• _Required action_
The required answer is every line of the data containing the word "secondary".

• _Data excerpts_
□ □ □ □ □

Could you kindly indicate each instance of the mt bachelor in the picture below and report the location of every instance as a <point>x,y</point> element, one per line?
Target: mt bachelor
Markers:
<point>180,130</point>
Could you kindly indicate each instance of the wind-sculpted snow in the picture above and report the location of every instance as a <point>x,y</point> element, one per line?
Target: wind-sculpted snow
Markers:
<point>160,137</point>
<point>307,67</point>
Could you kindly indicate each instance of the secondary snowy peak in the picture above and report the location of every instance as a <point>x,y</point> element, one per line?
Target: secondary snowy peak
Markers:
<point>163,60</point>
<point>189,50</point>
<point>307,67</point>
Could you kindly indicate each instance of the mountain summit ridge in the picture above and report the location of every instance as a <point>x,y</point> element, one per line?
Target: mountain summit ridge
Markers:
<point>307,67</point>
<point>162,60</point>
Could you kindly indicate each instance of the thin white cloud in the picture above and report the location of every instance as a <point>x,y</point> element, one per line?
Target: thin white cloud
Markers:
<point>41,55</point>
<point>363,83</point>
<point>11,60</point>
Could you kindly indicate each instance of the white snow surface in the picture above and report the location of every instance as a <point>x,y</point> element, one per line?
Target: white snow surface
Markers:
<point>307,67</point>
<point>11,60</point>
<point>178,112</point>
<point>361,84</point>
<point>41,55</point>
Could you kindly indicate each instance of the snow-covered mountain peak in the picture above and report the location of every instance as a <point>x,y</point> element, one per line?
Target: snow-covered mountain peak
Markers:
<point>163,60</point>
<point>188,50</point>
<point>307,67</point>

□ □ □ □ □

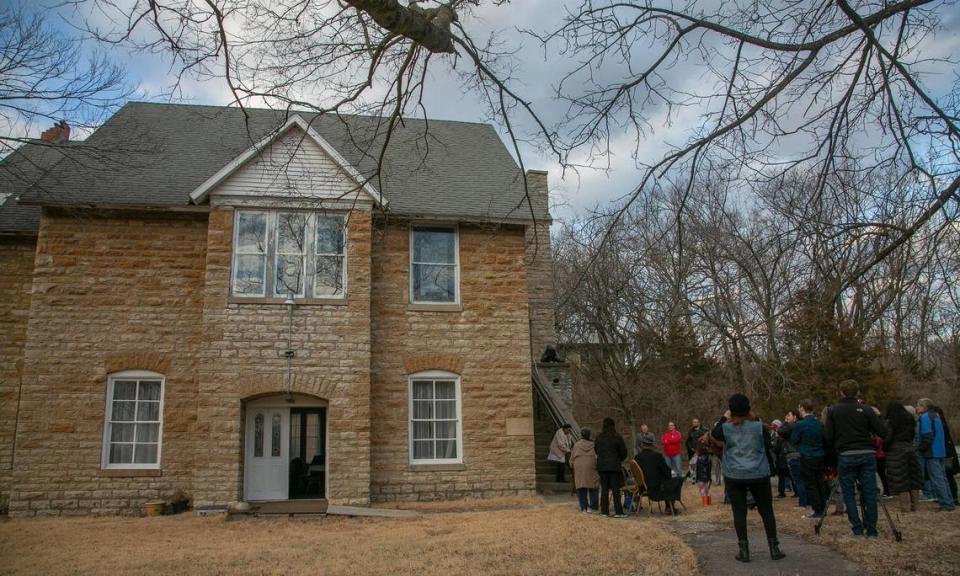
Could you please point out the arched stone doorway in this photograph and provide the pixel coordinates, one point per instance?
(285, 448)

□ □ □ □ □

• _Response box_
Could you kindly indicate each instance of the secondary snowy peak in the picture above and report the location of every instance as a <point>x,y</point> element, one per line?
Target: secondary snowy peak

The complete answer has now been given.